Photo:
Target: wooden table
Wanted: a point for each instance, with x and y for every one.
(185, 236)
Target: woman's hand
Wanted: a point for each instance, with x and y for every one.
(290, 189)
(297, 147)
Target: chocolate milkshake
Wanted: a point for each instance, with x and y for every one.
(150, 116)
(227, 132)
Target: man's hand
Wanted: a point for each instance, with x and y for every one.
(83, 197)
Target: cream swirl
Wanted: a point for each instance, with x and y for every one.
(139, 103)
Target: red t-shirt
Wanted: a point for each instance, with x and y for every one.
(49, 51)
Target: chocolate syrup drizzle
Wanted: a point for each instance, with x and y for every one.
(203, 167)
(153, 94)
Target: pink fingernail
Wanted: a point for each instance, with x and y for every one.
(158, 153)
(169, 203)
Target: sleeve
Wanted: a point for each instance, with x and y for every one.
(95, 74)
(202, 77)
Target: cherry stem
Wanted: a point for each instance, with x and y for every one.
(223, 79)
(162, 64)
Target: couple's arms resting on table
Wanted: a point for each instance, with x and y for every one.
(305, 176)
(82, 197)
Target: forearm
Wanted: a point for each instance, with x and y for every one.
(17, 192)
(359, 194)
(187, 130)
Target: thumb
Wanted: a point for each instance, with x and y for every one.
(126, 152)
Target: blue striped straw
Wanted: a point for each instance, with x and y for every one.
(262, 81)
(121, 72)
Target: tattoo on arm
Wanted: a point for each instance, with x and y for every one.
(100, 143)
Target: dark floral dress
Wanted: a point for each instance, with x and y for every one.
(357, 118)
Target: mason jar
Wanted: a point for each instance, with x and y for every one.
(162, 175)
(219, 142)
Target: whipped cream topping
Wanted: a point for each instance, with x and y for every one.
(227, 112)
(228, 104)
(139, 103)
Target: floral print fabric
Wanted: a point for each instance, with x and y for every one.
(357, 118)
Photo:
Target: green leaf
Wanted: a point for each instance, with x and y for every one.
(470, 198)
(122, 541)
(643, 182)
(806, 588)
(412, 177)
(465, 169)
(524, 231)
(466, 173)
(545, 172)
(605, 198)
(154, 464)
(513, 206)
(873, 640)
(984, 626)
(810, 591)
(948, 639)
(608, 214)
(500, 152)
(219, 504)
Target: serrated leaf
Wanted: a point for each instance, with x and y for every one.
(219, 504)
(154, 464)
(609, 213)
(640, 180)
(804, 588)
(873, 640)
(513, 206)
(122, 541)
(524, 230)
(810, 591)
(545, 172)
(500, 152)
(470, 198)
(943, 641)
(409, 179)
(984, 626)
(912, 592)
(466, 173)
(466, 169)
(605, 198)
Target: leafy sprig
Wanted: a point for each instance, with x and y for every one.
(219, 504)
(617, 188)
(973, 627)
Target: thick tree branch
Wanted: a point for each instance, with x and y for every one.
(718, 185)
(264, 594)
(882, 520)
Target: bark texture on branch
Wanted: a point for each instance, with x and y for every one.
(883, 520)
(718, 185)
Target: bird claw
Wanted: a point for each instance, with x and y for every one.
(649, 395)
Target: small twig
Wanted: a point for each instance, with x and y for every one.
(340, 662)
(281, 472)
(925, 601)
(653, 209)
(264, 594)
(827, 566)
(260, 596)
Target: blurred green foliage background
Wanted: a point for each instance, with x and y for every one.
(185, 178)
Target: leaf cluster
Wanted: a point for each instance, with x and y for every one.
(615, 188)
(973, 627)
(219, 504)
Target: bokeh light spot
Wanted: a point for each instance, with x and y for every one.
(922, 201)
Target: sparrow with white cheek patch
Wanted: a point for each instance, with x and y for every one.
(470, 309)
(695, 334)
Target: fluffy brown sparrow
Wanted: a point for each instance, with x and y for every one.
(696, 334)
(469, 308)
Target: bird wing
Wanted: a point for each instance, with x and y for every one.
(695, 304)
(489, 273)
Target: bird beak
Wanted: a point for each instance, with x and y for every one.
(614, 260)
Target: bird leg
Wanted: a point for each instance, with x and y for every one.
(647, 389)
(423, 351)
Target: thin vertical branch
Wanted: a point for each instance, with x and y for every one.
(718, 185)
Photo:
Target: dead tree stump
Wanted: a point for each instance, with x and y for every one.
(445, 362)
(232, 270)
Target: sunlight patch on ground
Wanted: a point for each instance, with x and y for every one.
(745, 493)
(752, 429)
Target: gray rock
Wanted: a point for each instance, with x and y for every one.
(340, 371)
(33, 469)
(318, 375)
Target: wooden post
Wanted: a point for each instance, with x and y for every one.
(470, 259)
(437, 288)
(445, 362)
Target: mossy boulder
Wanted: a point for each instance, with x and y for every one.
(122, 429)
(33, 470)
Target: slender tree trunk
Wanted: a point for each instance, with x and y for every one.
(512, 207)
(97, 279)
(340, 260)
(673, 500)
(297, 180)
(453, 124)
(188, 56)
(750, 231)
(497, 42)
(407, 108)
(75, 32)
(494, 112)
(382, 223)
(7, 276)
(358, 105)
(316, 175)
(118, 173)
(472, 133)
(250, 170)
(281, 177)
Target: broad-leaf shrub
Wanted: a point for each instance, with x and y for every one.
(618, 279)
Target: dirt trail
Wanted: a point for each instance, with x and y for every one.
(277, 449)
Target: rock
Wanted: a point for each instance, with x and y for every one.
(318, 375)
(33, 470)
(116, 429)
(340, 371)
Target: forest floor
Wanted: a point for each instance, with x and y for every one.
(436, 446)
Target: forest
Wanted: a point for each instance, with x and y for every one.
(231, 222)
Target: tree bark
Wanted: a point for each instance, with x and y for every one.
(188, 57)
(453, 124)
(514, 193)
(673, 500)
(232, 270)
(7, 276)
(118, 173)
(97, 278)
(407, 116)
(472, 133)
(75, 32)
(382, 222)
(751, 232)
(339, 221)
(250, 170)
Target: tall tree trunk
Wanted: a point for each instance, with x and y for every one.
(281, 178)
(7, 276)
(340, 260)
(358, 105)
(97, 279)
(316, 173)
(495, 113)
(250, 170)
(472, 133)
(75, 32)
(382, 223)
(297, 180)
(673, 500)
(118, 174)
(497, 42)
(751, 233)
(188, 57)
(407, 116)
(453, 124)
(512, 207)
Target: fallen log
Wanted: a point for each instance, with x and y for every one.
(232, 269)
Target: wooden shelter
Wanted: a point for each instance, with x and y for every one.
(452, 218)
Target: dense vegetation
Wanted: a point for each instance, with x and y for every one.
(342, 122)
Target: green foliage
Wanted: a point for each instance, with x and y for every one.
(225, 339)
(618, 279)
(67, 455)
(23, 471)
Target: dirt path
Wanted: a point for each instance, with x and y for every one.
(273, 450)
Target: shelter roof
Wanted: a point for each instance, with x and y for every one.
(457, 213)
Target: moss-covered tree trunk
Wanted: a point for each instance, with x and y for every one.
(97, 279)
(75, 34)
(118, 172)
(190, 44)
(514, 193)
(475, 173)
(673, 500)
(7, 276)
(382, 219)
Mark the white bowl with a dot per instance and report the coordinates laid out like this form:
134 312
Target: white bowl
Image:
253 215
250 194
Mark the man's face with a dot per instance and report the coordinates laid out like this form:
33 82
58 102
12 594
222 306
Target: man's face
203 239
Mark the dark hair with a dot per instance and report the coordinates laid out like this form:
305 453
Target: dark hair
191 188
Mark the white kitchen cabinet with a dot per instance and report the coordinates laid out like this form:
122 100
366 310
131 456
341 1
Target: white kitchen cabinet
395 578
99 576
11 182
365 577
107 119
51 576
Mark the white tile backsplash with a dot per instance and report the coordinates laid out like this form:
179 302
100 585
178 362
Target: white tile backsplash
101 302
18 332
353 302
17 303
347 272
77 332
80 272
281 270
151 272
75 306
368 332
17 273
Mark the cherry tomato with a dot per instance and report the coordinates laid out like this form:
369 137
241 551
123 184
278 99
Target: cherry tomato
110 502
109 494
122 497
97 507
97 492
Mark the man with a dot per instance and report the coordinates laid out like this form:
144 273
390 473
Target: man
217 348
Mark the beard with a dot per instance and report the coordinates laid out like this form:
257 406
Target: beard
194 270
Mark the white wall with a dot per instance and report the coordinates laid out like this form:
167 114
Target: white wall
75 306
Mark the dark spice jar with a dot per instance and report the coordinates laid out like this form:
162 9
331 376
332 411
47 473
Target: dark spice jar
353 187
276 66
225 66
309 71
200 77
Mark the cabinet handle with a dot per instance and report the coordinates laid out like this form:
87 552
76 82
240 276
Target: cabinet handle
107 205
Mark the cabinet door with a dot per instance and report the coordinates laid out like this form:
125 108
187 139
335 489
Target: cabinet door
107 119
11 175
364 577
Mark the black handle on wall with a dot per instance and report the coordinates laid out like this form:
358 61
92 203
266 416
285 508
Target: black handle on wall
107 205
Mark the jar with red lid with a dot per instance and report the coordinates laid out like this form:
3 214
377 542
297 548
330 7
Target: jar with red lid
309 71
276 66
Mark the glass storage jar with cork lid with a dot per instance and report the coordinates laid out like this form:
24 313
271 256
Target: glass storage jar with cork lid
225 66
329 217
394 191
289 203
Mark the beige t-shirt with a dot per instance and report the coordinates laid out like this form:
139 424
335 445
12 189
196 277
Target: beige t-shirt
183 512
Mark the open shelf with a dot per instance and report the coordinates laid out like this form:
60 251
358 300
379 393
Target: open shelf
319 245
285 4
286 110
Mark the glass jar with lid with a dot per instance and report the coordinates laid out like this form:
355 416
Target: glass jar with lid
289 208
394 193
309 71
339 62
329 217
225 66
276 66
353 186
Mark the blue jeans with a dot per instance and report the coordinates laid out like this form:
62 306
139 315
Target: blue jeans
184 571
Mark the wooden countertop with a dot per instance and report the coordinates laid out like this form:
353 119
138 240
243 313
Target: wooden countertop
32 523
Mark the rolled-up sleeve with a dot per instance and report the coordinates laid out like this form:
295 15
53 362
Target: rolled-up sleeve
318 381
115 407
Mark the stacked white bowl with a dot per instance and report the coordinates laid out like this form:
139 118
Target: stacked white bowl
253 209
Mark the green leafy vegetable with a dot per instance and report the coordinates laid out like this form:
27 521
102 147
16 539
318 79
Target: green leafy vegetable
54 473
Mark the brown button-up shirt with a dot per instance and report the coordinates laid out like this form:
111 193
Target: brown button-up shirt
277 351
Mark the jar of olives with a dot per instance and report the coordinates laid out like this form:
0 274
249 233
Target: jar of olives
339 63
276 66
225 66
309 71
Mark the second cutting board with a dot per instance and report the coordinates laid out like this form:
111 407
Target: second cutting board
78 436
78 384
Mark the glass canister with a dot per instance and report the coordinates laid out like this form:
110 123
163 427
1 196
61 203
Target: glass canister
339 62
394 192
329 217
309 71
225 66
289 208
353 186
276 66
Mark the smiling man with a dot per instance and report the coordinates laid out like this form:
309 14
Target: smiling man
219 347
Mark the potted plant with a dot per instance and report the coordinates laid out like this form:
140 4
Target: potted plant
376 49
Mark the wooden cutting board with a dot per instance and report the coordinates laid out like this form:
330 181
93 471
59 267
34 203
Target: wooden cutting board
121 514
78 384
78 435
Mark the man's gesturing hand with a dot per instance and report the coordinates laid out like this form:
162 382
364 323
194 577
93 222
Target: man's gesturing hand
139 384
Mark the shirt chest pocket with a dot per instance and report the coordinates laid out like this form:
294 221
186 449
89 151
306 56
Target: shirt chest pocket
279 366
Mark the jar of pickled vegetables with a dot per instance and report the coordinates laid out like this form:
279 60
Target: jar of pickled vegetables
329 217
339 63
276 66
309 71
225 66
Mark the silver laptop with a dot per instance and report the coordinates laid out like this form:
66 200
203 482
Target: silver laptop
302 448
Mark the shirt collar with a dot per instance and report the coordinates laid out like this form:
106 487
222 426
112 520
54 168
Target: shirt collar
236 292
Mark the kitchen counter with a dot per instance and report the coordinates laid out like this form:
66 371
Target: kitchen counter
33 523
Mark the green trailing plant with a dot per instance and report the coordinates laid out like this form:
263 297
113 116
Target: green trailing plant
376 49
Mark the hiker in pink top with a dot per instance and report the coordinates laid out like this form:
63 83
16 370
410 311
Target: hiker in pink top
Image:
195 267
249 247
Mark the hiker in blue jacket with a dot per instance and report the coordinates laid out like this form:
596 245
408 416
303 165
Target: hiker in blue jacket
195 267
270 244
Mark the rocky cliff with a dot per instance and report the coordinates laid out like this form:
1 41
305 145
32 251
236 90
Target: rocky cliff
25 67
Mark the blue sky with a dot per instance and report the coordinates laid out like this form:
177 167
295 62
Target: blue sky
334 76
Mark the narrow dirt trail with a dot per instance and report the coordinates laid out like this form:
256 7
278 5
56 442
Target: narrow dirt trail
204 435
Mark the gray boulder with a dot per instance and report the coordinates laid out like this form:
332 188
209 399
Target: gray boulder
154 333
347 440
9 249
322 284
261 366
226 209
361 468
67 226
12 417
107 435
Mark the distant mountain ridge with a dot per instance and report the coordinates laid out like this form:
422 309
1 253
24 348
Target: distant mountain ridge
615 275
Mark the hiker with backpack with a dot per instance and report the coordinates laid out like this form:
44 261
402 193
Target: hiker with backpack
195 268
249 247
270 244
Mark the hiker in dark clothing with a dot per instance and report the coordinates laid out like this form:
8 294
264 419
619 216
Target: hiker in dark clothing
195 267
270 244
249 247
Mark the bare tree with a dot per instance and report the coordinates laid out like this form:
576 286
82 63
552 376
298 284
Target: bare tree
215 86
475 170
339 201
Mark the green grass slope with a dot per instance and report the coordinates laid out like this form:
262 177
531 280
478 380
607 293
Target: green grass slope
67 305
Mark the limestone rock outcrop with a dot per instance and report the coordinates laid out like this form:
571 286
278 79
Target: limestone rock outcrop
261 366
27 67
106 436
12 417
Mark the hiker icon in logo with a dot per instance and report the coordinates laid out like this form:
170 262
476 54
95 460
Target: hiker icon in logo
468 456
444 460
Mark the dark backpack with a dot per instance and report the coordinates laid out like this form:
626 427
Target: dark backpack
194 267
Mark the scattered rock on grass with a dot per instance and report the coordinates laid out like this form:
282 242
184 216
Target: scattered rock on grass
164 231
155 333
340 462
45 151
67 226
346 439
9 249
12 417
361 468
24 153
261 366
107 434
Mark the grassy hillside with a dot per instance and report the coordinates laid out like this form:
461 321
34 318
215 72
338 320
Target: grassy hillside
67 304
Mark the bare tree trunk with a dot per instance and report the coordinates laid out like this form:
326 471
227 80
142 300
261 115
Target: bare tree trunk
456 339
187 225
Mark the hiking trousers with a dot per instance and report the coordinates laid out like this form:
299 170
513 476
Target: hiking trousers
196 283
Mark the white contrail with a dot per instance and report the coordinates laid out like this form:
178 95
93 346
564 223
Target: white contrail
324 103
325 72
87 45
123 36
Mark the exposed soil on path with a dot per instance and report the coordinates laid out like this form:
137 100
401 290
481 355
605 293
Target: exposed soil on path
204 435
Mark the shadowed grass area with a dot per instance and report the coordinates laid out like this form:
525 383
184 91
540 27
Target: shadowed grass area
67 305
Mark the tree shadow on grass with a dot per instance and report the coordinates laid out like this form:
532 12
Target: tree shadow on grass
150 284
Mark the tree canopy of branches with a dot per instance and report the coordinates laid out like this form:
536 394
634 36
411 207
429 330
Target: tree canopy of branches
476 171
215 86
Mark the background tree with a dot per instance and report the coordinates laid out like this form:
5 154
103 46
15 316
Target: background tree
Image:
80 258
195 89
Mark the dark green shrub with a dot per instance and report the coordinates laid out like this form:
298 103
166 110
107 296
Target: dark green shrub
* * *
TASK BRIEF:
Return the opening line of the data and every line after it through the line containing "Target: thumb", please, exactly as written and with nothing added.

RESULT OF THE EXERCISE:
Photo:
Target: wooden table
Wanted: a point for each instance, with x and y for every one.
(185, 236)
Target: woman's hand
Wanted: a point for each instance, with x and y for every one.
(290, 189)
(297, 147)
Target: chocolate milkshake
Wanted: a point for each instance, with x and y for every one.
(150, 116)
(227, 132)
Target: man's hand
Wanted: a point for each instance, with x and y for every one.
(83, 197)
Target: cream swirl
Wanted: a point for each instance, with x and y for every one.
(139, 103)
Target: red t-shirt
Wanted: a point for each instance, with x and y for every one.
(49, 51)
Target: chocolate syrup drizzle
Wanted: a point for each instance, with x and y for every one.
(203, 167)
(153, 94)
Target: pink fingernail
Wanted: a point for each instance, with x and y for every one.
(158, 153)
(169, 203)
Target: sleeve
Wanted: a point for each instance, with x and y for every one.
(95, 74)
(202, 77)
Target: cherry stem
Wanted: a point for each instance, with x and y for every one.
(223, 79)
(162, 64)
Target: couple's arms resting on table
Wanted: a point for each instance, with x and y for every one.
(305, 176)
(82, 197)
Target: forearm
Wanted: a point for each instance, with x and y for every one.
(17, 192)
(359, 194)
(187, 130)
Target: thumb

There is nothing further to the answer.